= THE PROBLEM =
Each record should appear again in the response exactly as it does in the original.

= EXTRACTED DATA =
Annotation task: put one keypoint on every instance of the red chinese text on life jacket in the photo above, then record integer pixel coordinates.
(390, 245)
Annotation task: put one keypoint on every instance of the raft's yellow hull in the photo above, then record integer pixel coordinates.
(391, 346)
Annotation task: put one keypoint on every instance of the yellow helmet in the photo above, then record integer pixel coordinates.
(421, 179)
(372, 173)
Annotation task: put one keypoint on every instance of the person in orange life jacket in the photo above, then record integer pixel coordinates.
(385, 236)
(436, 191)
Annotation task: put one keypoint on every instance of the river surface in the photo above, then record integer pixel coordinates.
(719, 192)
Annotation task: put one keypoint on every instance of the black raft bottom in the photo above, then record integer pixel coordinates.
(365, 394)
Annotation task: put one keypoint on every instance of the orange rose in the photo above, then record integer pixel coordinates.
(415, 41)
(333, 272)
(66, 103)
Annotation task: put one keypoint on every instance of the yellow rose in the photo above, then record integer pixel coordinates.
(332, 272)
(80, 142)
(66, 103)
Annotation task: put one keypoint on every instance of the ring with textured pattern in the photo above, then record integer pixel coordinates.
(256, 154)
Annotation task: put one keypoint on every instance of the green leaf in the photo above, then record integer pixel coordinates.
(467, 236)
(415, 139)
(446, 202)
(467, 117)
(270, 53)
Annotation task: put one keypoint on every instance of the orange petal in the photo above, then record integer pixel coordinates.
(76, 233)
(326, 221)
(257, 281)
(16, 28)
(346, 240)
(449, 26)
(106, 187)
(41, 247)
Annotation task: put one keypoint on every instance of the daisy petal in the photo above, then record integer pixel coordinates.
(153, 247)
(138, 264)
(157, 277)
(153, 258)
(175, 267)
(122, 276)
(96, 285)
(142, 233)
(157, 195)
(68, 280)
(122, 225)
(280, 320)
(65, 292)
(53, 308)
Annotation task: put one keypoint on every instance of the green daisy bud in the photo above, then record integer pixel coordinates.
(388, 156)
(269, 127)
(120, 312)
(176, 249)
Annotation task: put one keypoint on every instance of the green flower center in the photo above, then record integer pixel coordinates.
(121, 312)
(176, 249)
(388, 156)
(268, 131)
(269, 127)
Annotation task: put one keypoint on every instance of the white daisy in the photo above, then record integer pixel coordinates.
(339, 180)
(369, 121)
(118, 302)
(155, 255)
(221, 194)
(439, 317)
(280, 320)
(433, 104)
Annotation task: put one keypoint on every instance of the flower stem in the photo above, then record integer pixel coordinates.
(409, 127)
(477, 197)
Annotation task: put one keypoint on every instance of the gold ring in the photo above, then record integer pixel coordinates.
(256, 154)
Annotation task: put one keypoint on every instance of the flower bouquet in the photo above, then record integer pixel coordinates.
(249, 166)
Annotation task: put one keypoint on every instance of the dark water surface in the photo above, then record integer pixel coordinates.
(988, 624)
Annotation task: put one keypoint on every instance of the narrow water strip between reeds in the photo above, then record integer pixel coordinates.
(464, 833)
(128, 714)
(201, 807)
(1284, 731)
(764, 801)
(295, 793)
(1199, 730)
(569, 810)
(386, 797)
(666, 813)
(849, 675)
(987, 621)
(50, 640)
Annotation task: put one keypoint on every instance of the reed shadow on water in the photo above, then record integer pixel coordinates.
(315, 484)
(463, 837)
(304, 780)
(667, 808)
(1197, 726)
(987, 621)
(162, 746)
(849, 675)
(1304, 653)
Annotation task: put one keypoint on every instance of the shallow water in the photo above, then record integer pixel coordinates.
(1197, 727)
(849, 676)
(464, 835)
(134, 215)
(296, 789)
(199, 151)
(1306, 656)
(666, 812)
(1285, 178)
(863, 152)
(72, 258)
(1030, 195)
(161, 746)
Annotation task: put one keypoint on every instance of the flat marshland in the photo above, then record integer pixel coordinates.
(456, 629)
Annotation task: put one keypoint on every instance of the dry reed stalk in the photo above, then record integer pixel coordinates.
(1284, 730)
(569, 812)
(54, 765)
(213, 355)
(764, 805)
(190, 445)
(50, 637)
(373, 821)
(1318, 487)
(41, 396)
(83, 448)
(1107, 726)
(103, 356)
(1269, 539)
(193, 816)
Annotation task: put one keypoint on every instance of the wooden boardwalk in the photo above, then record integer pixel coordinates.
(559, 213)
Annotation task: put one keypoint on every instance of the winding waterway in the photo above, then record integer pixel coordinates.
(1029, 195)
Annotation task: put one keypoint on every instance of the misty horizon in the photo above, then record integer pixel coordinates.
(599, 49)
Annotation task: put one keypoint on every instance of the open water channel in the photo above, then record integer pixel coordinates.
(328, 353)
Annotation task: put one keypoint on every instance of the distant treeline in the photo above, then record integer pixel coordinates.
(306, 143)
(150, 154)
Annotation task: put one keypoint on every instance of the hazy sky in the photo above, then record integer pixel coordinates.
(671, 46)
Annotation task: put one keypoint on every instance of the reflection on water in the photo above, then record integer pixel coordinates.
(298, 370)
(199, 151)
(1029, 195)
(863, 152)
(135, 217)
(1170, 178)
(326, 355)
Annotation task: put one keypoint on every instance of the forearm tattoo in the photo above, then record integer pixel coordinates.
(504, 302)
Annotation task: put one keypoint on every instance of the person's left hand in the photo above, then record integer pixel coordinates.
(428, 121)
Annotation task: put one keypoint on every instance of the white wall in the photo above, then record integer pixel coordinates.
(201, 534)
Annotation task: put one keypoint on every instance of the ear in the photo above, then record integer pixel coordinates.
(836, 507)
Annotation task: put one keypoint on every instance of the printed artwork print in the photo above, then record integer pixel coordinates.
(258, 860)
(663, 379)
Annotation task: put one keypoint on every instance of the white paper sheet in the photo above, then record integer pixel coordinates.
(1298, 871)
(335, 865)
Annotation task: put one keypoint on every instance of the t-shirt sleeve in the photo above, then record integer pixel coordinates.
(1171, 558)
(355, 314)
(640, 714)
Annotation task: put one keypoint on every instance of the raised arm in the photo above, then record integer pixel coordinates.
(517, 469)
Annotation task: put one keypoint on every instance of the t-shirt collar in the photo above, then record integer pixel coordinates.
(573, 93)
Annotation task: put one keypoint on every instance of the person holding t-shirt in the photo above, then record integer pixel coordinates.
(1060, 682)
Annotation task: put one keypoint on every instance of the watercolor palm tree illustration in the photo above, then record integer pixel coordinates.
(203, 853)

= RESPONSE BELOW =
Annotation task: put one keypoint on every instance of the red chinese text on life jacket in the photo above, then record integer pixel coordinates.
(390, 245)
Annotation task: put one keypoint on every instance of the raft's yellow hull in the photo above, then record integer pixel coordinates.
(391, 346)
Annotation task: put one keypoint on every instance of the yellow helmet in the photo above, then record integer pixel coordinates.
(421, 179)
(372, 173)
Annotation task: put one keypoint on every instance of the person in orange life jacket in the photo above, then record integer pixel coordinates.
(385, 236)
(436, 191)
Annotation task: put one keypoint on every instance of the river surface in the photo above, then record integer pixel coordinates.
(719, 192)
Annotation task: put one keypoint on every instance of the black raft bottom in the photo above, then record integer pixel coordinates.
(365, 394)
Annotation task: put one keypoint on every instance of the orange rose in the photo above, then record integer pixel coordinates.
(415, 41)
(333, 272)
(66, 103)
Annotation task: put one keypoint on every instance of the yellow rose in the photo above, then record integer pixel coordinates.
(332, 272)
(80, 142)
(66, 103)
Annotation task: put one keypoint on every instance of the ring with textured pattern in the photo above, then record integer pixel coordinates.
(256, 154)
Annotation task: put one keypoint on every instance of the green leaf in the photo above, then record integer pixel coordinates.
(467, 236)
(415, 139)
(446, 202)
(467, 117)
(270, 53)
Annotation task: put one keypoint on every instance of the orange petal in the photo above, then record integer pixel coordinates.
(76, 233)
(326, 221)
(257, 281)
(16, 28)
(346, 240)
(449, 26)
(106, 187)
(41, 247)
Annotation task: put one keypoint on every instance of the daisy petal in the photo above, then record integer pixel coordinates.
(153, 247)
(138, 264)
(157, 277)
(153, 258)
(175, 267)
(122, 276)
(96, 285)
(142, 233)
(157, 195)
(68, 280)
(122, 225)
(280, 320)
(65, 292)
(53, 308)
Annotation task: put one keypoint on every instance of the green daisy bud in the photo above, then record integer pixel coordinates.
(388, 156)
(269, 127)
(120, 312)
(176, 249)
Annotation task: put one keypoint on every instance of the green flower center in the photo above, then record integer pixel coordinates.
(121, 312)
(176, 249)
(388, 156)
(268, 131)
(269, 127)
Annotation task: put one keypoint on every instance of the white daisy in the photo above, then record integer pixel coordinates.
(339, 180)
(369, 121)
(118, 302)
(155, 255)
(221, 194)
(439, 317)
(280, 320)
(433, 104)
Annotation task: put one keypoint on every instance of the flower stem in the photo above, then record integer pixel coordinates.
(409, 127)
(477, 197)
Annotation task: put one keypoint on every instance of the gold ring in the photo above, then record integer pixel coordinates.
(256, 154)
Annotation task: put one keypoint on every instance of the flower bouquet in the photo above, then record integer pixel coordinates.
(249, 166)
Annotation task: put one keypoint on every instance of the dark water surface in the photo above, then record integer pixel coordinates.
(988, 624)
Annotation task: put one keypoint on every instance of the narrow water strip between reeds in the photo above, then record integer pixel coordinates.
(464, 833)
(128, 714)
(201, 807)
(1284, 731)
(764, 801)
(295, 793)
(1199, 730)
(569, 810)
(386, 797)
(666, 813)
(849, 675)
(987, 621)
(50, 640)
Annotation task: put one keypoint on every instance of the reed shadow on water in the photo above, then record integer pixel coordinates.
(315, 484)
(463, 837)
(304, 780)
(667, 808)
(1197, 726)
(987, 621)
(162, 746)
(849, 675)
(1304, 653)
Annotation task: put one keypoint on every instance of the shallow water in the photo above, then record integer pixel coordinates.
(1197, 727)
(849, 676)
(464, 835)
(134, 215)
(296, 789)
(199, 151)
(1306, 656)
(666, 812)
(1285, 178)
(863, 152)
(72, 258)
(1030, 195)
(161, 746)
Annotation task: put one keypoint on every instance of the flat marshland in the photo above, then record integer pixel coordinates.
(456, 629)
Annotation task: put one keypoint on every instance of the dry reed stalk in the photo above, then record integer pixel coordinates.
(1284, 730)
(569, 812)
(54, 765)
(213, 355)
(764, 805)
(190, 445)
(50, 637)
(373, 821)
(1318, 487)
(41, 396)
(83, 448)
(1107, 726)
(103, 356)
(1269, 539)
(193, 816)
Annotation task: put one keypoint on every instance of the wooden boardwalk in the photo above, then record integer pixel coordinates.
(559, 213)
Annotation task: put one keypoint on every instance of the winding waterway in the photo above, then record integer pixel coordinates.
(1029, 195)
Annotation task: put one keypoint on every instance of the misty horizon in the photo above, then record integer pixel coordinates.
(599, 49)
Annotation task: put one keypoint on every instance of the open water channel in the photo above, then record integer pixel coordinates.
(328, 353)
Annotation task: put one keypoint on every instance of the distant treeline in the photo above, then record integer pixel coordinates.
(306, 143)
(150, 154)
Annotation task: put one keypoint on every instance of the hazy sky in the photo above, then record integer pixel coordinates.
(671, 46)
Annotation task: put one keypoint on every instance of the reflection on water in the photo above, then record integer pixel coordinates.
(298, 370)
(199, 151)
(1029, 195)
(863, 152)
(135, 217)
(1170, 178)
(326, 355)
Annotation task: put one keypoint on every instance of the forearm tattoo in the photo above, then record integer pixel coordinates.
(504, 302)
Annotation task: put one keypoint on every instance of the person's left hand in the photo above, then record integer pixel coordinates.
(428, 121)
Annotation task: put one keypoint on every instance of the white wall in the photo above, then record integer pixel coordinates.
(201, 534)
Annotation task: put one keypoint on every instance of the ear in the photo above, then record integer pixel coordinates.
(836, 507)
Annotation task: put one keypoint on every instance of the printed artwork print in the photo above, then record integer pixel coordinates.
(258, 860)
(663, 379)
Annotation task: put one keypoint on every instance of the white paper sheet in the photo above, then record integer pixel coordinates.
(1298, 871)
(335, 865)
Annotation task: put one keypoint on every instance of the t-shirt sleeve in the photo above, then record integer pixel coordinates.
(1171, 558)
(355, 314)
(640, 714)
Annotation task: put one keypoint on every instance of the raised arm in the photo above, then record integer pixel coordinates.
(517, 469)
Annotation task: put one keypoint on every instance of the t-shirt collar in the photo above, then record integer pixel coordinates.
(573, 93)
Annotation task: put one keypoint on every instance of the person holding t-shirt in the photo above, then record integer pixel coordinates.
(1060, 682)
Annotation task: put one keypoint on every instance of the watercolor palm tree illustration in the photo above, then record integer pixel coordinates.
(203, 853)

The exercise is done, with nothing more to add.